== Exercise instructions ==
Copy each line below without leaving any out.
^^^^^^^^
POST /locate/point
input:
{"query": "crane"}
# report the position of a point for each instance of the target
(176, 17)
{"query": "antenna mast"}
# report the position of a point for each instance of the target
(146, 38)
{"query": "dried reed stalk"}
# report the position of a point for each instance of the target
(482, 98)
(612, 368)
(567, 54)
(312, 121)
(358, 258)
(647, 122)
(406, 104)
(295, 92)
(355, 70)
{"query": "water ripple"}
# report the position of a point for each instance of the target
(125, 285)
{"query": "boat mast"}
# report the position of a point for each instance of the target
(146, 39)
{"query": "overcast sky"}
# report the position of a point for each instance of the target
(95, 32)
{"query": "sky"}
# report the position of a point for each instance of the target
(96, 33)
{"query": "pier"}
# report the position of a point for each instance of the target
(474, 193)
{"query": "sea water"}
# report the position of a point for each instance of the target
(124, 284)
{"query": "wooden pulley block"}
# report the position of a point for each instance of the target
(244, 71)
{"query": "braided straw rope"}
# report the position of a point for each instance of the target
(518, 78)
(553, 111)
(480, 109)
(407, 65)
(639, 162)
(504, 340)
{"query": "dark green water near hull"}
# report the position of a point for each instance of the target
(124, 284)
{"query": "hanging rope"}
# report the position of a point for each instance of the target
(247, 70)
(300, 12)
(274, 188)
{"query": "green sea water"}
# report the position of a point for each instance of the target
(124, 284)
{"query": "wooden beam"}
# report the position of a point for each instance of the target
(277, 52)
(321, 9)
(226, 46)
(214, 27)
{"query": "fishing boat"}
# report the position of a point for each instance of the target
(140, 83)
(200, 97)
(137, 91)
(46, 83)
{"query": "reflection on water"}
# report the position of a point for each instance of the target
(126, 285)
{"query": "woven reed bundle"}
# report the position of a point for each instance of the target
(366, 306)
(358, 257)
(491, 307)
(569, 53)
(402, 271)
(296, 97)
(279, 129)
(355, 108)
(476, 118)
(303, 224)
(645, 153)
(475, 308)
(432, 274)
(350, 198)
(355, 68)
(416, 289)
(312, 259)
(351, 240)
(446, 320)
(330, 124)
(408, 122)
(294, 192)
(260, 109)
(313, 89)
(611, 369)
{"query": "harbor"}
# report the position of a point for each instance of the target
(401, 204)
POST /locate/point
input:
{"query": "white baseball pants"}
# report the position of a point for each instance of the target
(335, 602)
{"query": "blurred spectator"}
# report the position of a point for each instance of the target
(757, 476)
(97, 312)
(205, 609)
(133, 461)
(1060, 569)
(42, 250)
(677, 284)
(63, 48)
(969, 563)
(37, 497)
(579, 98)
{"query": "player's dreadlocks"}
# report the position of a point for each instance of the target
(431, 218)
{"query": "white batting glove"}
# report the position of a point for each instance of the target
^^^^^^^^
== Written solution ==
POST /locate/point
input:
{"query": "crane"}
# report the position of a point for each instance of the target
(176, 17)
{"query": "antenna mast"}
# report the position of a point for each instance of the target
(146, 38)
{"query": "dried reed stalk"}
# report the position of a point for each instance of the target
(482, 98)
(612, 368)
(567, 54)
(312, 121)
(358, 258)
(647, 122)
(406, 104)
(295, 92)
(355, 70)
{"query": "water ripple"}
# report the position of a point for each instance of the target
(125, 285)
{"query": "boat mast"}
# report the position of a point for each instance of the target
(146, 39)
{"query": "overcast sky"}
# report the position of a point for each instance of the target
(95, 32)
{"query": "sky"}
# report the position of a point for each instance of the target
(96, 33)
{"query": "pier"}
# report the position of a point for each instance of the target
(474, 193)
{"query": "sea water"}
# report the position of a point for each instance of the target
(124, 284)
{"query": "wooden pulley block"}
# report the position of a point for each instance of the target
(244, 71)
{"query": "braided straw rope"}
# report the position of a point for each instance of the target
(518, 78)
(553, 111)
(480, 109)
(407, 65)
(639, 162)
(504, 340)
{"query": "dark green water near hull"}
# report the position of a point for each instance of the target
(124, 284)
{"query": "hanging rope"}
# report the position of a point for each instance of the target
(247, 70)
(300, 12)
(274, 188)
{"query": "green sea water"}
# report the position of a point for each instance of the target
(124, 284)
{"query": "wooden beam"}
# report the position of a point for each instance of the target
(277, 52)
(321, 9)
(226, 46)
(214, 27)
{"query": "fishing boat"}
# report the position of a point for each instance of the target
(140, 83)
(200, 97)
(137, 91)
(46, 83)
{"query": "reflection on water"}
# report the position of a point for each instance of the target
(126, 285)
{"query": "woven reed bundle"}
# report the position of a point for each instance of the target
(366, 306)
(358, 257)
(491, 307)
(569, 53)
(402, 271)
(296, 97)
(279, 129)
(355, 108)
(476, 118)
(303, 224)
(645, 153)
(475, 308)
(432, 274)
(350, 198)
(355, 68)
(416, 289)
(312, 259)
(351, 240)
(446, 320)
(330, 124)
(408, 122)
(294, 192)
(260, 109)
(313, 89)
(611, 369)
{"query": "harbor"}
# report the position of a point for each instance of the target
(401, 204)
POST /locate/point
input:
{"query": "white baseball pants"}
# report the position of a point for each instance of the target
(335, 602)
{"query": "blurred spectator"}
# report the position of a point for each instance of the target
(757, 476)
(97, 312)
(205, 609)
(133, 461)
(1060, 569)
(42, 250)
(677, 284)
(63, 48)
(969, 563)
(37, 497)
(579, 98)
{"query": "player's dreadlocks"}
# report the position of a point for each instance of the target
(431, 218)
{"query": "white batting glove"}
# report the position of a point for each instance of the target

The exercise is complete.